WORK TO DO: List every line below that contains the string "cake", copying each one in full. The match is case-sensitive.

☆ ☆ ☆

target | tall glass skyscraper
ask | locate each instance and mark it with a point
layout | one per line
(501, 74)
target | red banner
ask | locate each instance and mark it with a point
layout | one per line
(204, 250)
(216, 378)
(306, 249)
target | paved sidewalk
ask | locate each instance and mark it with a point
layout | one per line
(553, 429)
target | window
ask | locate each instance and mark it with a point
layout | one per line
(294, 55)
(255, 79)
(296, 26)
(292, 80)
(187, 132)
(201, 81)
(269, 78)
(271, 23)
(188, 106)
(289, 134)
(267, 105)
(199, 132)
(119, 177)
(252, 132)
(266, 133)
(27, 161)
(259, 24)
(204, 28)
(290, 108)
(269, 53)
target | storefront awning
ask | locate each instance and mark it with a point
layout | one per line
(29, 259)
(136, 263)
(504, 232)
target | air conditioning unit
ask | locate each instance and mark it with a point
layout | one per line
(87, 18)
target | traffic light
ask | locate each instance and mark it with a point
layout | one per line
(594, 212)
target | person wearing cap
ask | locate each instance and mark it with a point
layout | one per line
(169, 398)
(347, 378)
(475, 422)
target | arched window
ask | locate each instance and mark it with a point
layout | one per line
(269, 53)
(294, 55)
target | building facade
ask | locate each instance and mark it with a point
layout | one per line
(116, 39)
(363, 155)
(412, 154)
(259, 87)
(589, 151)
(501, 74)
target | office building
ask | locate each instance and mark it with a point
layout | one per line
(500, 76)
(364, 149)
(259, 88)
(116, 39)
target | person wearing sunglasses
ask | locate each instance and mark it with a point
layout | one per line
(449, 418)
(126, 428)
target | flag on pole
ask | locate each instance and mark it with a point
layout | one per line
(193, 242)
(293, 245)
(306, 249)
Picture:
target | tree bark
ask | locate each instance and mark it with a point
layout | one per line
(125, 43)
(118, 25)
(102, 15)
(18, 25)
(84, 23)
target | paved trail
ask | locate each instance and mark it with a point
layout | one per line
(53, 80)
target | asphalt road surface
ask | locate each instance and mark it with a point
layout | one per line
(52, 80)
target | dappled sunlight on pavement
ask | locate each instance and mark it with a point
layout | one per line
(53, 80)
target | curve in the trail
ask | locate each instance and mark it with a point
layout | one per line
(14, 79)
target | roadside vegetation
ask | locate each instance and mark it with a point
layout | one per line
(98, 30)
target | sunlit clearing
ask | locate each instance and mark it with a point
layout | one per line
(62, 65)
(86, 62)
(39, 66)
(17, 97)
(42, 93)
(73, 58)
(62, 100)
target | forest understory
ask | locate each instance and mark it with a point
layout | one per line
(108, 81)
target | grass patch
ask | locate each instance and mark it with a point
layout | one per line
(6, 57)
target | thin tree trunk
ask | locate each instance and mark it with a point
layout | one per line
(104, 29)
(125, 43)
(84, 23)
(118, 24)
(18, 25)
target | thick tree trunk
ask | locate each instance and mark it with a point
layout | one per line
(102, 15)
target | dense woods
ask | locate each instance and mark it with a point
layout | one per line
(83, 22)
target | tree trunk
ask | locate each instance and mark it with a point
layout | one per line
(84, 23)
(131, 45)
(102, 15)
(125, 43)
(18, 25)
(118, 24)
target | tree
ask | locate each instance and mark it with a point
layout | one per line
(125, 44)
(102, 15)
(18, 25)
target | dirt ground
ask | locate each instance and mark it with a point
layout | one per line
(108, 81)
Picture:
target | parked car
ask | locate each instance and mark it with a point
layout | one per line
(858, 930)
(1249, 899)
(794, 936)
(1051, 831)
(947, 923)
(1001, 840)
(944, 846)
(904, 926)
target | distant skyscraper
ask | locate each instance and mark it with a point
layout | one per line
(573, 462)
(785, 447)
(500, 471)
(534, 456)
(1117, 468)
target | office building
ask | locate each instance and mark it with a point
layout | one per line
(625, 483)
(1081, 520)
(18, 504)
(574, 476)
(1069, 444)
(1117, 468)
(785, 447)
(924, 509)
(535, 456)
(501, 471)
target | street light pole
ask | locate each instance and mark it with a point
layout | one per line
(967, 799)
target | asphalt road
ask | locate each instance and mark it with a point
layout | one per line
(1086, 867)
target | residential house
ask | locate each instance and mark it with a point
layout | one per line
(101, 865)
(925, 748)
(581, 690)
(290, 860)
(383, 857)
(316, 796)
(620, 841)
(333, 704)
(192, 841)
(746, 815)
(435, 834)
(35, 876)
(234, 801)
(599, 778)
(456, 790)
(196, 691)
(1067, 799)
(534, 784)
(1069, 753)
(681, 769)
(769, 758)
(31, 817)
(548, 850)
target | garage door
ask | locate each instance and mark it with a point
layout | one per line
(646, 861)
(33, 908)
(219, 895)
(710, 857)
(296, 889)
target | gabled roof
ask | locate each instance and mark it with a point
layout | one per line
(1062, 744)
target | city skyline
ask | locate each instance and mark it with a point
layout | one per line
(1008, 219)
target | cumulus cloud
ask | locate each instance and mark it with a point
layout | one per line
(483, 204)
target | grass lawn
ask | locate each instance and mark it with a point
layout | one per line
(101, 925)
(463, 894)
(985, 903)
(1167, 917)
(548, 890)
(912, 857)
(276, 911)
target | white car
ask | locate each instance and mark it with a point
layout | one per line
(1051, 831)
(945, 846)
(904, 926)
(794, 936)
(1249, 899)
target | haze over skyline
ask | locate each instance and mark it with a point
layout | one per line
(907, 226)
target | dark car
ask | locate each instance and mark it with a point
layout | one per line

☆ ☆ ☆

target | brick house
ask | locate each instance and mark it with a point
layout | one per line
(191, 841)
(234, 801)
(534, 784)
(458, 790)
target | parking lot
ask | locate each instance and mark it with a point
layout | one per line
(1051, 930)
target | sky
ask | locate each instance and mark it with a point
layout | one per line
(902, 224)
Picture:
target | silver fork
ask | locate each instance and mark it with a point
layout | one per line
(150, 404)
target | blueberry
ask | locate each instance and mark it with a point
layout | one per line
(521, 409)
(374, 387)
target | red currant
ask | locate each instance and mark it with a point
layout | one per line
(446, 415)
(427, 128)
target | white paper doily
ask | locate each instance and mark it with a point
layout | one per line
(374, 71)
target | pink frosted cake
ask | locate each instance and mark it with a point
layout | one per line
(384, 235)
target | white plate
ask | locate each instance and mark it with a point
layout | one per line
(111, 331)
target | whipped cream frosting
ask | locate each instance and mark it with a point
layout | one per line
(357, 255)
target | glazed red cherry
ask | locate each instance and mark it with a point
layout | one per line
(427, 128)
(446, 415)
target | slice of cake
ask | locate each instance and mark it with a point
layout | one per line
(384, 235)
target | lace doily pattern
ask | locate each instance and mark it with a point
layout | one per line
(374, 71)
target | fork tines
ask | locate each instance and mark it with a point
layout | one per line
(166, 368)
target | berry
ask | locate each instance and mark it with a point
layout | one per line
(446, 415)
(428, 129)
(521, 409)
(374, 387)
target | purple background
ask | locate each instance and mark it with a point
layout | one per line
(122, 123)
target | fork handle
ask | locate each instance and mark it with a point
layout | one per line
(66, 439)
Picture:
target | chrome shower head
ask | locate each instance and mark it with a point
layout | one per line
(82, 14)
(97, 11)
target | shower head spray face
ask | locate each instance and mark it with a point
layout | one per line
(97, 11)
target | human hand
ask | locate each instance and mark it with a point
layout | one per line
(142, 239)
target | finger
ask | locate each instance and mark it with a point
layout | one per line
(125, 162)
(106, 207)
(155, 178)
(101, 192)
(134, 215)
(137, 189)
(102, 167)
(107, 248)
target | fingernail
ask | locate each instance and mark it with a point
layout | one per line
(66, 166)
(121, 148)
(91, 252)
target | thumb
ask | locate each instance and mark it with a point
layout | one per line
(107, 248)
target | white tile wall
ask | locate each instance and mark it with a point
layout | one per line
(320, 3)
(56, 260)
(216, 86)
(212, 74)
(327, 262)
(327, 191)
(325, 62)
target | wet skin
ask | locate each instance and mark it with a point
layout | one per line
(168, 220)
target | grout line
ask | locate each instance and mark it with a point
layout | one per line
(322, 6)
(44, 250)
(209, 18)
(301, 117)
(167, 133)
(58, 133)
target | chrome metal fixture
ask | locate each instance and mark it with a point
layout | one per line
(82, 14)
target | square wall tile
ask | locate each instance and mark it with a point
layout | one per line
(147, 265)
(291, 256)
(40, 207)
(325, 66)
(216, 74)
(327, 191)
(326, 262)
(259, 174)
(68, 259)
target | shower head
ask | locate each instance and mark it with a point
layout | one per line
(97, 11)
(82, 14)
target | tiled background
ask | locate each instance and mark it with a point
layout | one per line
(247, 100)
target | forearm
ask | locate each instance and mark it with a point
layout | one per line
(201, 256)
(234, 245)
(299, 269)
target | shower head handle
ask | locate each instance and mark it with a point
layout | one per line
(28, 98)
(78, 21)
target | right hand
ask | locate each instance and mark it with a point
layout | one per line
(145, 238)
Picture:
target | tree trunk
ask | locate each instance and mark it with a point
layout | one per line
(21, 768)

☆ ☆ ☆

EXERCISE RESULT:
target | pink frosted cake
target | slice of cake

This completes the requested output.